== PROBLEM ==
In the storm data report below, write out word for word the passage starting with "2.3. Calculate absolute" and going on through "data$CROPDMGEXP <- toupper(data$CROPDMGEXP)".

== SELECTED EXCERPT ==
-- begin --
1. Synopsis

This report uses the data from the NOAA Storm Database to find out the types of events that has are most harmful to population health, as measured by the number of fatalities, and number of injuries. This report also identifies the types of events that have the greatest economic consequences, as measured by the sum of property damage and crop damage.

2. Data Processing

2.1. Load required libraries and the NOAA Storm Database from the Internet

Firstly, the required libraries are loaded. The URL for the database is set and the file is downloaded into the working directory, unzipped, and read into the data variable.

library(R.utils)
library(ggplot2)
theURL <- "http://d396qusza40orc.cloudfront.net/repdata%2Fdata%2FStormData.csv.bz2"
destFile <- "stormdata.csv.bz2"
csvFile <- "stormdata.csv"
download.file(theURL, destfile=destFile, method="auto")
bunzip2(destFile, csvFile, remove=FALSE, overwrite=TRUE)

data <- read.csv(csvFile)

2.2. Define helper function for standardising the units used in measurement of damages

The expLetter2Number function is defined. The function takes a parameter, x, which takes its values from data$PROPDMGEXP. The letters (B, M, K, H) are evaluated to the corresponding number of zeroes, while other characters (+, -, ?) and blank are assumed to be errorneous and evaluated to no zeroes.

expLetter2Number <- function(x)
{
    if (is.na(suppressWarnings(as.numeric(x))))
    {
        switch(x,
            "b"=9,
            "B"=9,
            "m"=6,
            "M"=6,
            "k"=3,
            "K"=3,
            "h"=2,
            "H"=2,
            "-"=0,
            "?"=0,
            "+"=0,
            0
        )
    }
    else
    {
        as.numeric(x)
    }
}

2.3. Calculate absolute amount of damages

The property and crop damage values are calculated, taking into account the labels indicating billions, millions, etc. by using the expLetter2Number function, and then raising 10 to the power of the return value.

data$PROPDMGEXP <- toupper(data$PROPDMGEXP)
data$CROPDMGEXP <- toupper(data$CROPDMGEXP)

data$PROPDMGEXP_NUM <- sapply(data$PROPDMGEXP, expLetter2Number)
data$CROPDMGEXP_NUM <- sapply(data$CROPDMGEXP, expLetter2Number)

data$PROPDMG_VAL <- data$PROPDMG * 10 ^ data$PROPDMGEXP_NUM
data$CROPDMG_VAL <- data$CROPDMG * 10 ^ data$CROPDMGEXP_NUM

2.4. Sorting the data

Fatality and injury numbers are aggregated by the event type, and then sorted and reordered accordingly.

fatalities <- aggregate(FATALITIES ~ EVTYPE, data, sum)
injuries <- aggregate(INJURIES ~ EVTYPE, data, sum)
-- end --
== SUPPLIED DATA ==
-- begin --
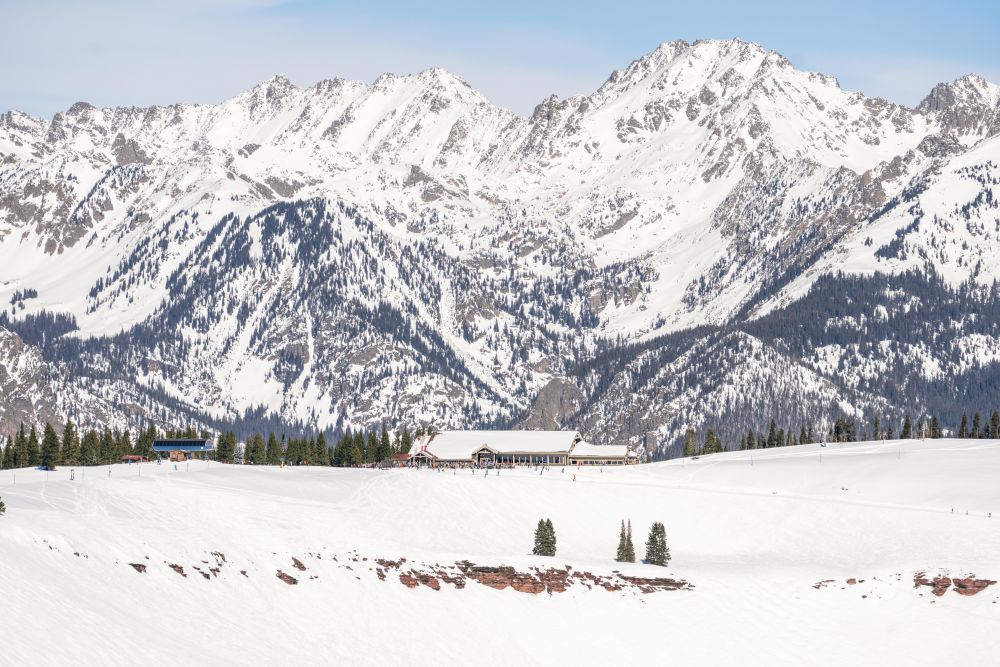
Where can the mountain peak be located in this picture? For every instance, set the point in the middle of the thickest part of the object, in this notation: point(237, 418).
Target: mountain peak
point(970, 90)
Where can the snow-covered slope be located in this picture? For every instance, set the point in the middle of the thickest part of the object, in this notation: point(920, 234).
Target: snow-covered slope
point(346, 252)
point(803, 555)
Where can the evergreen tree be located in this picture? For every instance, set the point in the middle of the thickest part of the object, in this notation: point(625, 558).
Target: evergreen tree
point(225, 447)
point(71, 445)
point(22, 456)
point(49, 457)
point(405, 440)
point(550, 534)
point(772, 435)
point(540, 535)
point(384, 448)
point(322, 450)
point(107, 446)
point(8, 454)
point(273, 450)
point(712, 443)
point(144, 442)
point(620, 553)
point(34, 453)
point(690, 443)
point(656, 545)
point(90, 448)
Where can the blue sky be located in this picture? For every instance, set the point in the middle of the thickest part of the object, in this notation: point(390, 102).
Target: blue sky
point(123, 52)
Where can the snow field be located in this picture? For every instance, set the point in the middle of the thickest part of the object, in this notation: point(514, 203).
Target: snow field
point(753, 539)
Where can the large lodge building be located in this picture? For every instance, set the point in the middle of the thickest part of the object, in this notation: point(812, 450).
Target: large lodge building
point(503, 448)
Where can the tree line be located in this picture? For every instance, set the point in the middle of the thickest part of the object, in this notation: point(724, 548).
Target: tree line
point(105, 446)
-- end --
== EXERCISE SOLUTION ==
2.3. Calculate absolute amount of damages

The property and crop damage values are calculated, taking into account the labels indicating billions, millions, etc. by using the expLetter2Number function, and then raising 10 to the power of the return value.

data$PROPDMGEXP <- toupper(data$PROPDMGEXP)
data$CROPDMGEXP <- toupper(data$CROPDMGEXP)